[Excerpted text — start]
Symmetric Dual Adversarial Connectomic Domain Alignment for Predicting Isomorphic Brain Graph from a Baseline Graph

Bessadok A., Mahjoub M. A., Rekık I.

10th International Workshop on Machine Learning in Medical Imaging (MLMI) / 22nd International Conference on Medical Image Computing and Computer-Assisted Intervention (MICCAI), Shenzhen, China, 13 - 17 October 2019, vol.11767, pp.465-474 identifier identifier

  • Publication Type: Conference Paper / Full Text
  • Volume: 11767
  • Doi Number: 10.1007/978-3-030-32251-9_51
  • City: Shenzhen
  • Country: China
  • Page Numbers: pp.465-474
  • Istanbul Technical University Affiliated: Yes


Medical image synthesis techniques can circumvent the need for costly clinical scan acquisitions using different modalities such as functional Magnetic Resonance Imaging (MRI). Recently, deep learning frameworks were designed to predict a target medical modality from a source one (e.g., MRI from Computed Tomography (CT)). However, such methods which work well on images might fail when handling geometric brain data such as graphs (or connectomes). To the best of our knowledge, learning how to predict brain graph from a source graph based on geometric deep learning remains unexplored [1]. Given a set of isomorphic source and target brain graph (i.e., derived from the same parcellation brain template so their topology is similar), learning how to predict target brain graph from a source graph has two major challenges. The first one is that the source and target domains might have different distributions, which causes a domain fracture. The second challenge can be viewed as a limitation of existing image synthesis methods which address the domain fracture and multimodal data prediction independently. To address both limitations, we unprecedentedly propose a Symmetric Dual Adversarial Domain Alignment (SymDADA) framework for predicting target brain graph from a source graph. SymDADA aligns source and target domains by learning their shared embedding while alternating two regularization constraints: (i) adversarial regularization matching the distribution of the learned shared embedding with that of the source graphs using training and testing data, and (ii) adversarial regularization enforcing the embedded source distribution to match the distribution of the predicted target graphs using only the training samples. In this way, we are optimally adapting the source to the target space as we are jointly predicting the target graph when learning the graph embedding. Our proposed SymDADA framework outperformed its variants for predicting a target brain graph from a source graph in healthy and autistic subjects.
[Excerpted text — finish]
Set down, word for word, the passage of the brain graph paper above starting with "Symmetric Dual Adversarial Connectomic" and going on through "A., Rekık I.".
[Excerpted data — start]
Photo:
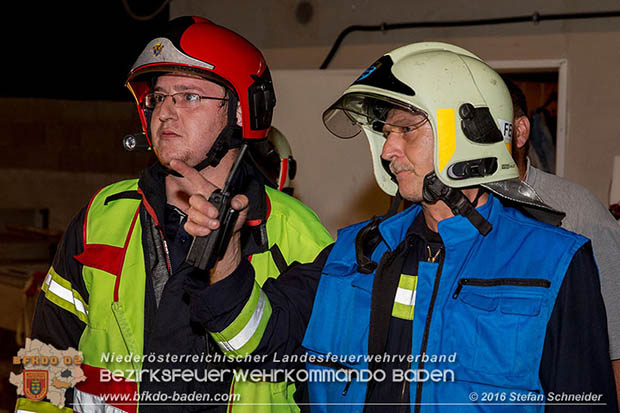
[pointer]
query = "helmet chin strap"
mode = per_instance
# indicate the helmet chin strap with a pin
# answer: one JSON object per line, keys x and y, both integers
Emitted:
{"x": 434, "y": 190}
{"x": 229, "y": 138}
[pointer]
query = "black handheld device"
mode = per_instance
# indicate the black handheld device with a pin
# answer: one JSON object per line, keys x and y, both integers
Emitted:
{"x": 206, "y": 251}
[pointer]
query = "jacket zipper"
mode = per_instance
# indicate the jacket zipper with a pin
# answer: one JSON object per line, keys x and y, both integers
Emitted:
{"x": 338, "y": 366}
{"x": 429, "y": 317}
{"x": 494, "y": 282}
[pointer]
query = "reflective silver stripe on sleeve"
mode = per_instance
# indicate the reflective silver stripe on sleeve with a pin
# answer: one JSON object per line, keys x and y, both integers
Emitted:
{"x": 248, "y": 331}
{"x": 65, "y": 294}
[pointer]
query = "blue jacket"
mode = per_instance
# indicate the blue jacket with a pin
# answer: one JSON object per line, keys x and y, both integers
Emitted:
{"x": 490, "y": 308}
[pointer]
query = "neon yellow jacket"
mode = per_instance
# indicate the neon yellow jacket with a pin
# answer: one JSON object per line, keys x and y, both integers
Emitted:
{"x": 114, "y": 276}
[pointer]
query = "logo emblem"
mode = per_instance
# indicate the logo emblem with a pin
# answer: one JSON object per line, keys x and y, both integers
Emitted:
{"x": 35, "y": 384}
{"x": 157, "y": 48}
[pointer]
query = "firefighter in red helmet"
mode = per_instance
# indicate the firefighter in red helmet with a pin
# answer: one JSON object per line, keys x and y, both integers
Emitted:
{"x": 120, "y": 290}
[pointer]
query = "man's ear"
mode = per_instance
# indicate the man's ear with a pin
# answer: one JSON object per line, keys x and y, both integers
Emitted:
{"x": 239, "y": 115}
{"x": 521, "y": 131}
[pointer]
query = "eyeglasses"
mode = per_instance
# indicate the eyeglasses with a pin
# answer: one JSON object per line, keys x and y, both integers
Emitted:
{"x": 180, "y": 99}
{"x": 387, "y": 128}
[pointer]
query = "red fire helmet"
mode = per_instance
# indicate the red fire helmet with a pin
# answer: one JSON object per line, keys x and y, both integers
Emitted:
{"x": 198, "y": 46}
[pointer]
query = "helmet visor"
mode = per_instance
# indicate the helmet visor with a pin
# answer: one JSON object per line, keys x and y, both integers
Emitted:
{"x": 351, "y": 112}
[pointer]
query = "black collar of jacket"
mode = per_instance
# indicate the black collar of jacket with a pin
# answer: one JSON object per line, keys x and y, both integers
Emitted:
{"x": 249, "y": 181}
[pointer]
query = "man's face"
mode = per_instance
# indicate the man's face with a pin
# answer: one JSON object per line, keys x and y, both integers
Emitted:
{"x": 410, "y": 152}
{"x": 186, "y": 134}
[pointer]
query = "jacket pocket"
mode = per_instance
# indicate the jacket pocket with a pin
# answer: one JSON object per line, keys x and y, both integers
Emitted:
{"x": 497, "y": 326}
{"x": 331, "y": 382}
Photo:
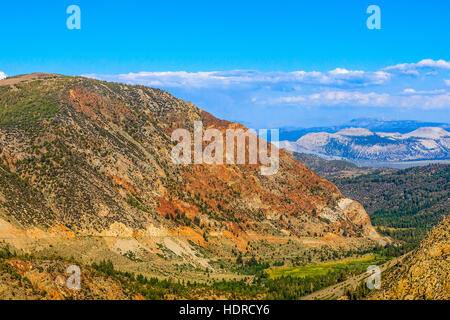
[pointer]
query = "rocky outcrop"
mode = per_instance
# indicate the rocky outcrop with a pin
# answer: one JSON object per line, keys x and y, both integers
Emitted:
{"x": 89, "y": 159}
{"x": 424, "y": 274}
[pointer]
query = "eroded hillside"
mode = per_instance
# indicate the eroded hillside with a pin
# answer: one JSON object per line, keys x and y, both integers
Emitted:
{"x": 86, "y": 172}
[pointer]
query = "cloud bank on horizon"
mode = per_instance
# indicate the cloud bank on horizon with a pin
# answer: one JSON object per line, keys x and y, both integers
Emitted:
{"x": 291, "y": 98}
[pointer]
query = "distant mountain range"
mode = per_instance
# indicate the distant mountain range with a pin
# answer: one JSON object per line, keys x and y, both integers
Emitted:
{"x": 425, "y": 143}
{"x": 375, "y": 125}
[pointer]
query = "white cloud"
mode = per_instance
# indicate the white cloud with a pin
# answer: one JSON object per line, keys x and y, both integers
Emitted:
{"x": 413, "y": 99}
{"x": 410, "y": 91}
{"x": 414, "y": 68}
{"x": 227, "y": 79}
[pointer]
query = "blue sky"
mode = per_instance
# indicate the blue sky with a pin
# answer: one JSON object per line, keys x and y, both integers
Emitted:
{"x": 263, "y": 63}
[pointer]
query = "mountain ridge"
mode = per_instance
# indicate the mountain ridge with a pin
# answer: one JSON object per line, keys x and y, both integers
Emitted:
{"x": 88, "y": 162}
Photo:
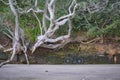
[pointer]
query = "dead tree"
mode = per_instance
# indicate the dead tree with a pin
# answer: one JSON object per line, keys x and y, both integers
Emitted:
{"x": 18, "y": 42}
{"x": 45, "y": 39}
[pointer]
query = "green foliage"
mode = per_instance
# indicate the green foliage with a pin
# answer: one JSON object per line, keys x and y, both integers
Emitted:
{"x": 30, "y": 26}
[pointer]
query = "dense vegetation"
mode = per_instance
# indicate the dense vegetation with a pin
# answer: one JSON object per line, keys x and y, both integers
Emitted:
[Excerpted data — finish]
Task result ▸
Symmetric Dual Adversarial Connectomic Domain Alignment for Predicting Isomorphic Brain Graph from a Baseline Graph

Bessadok A., Mahjoub M. A., Rekık I.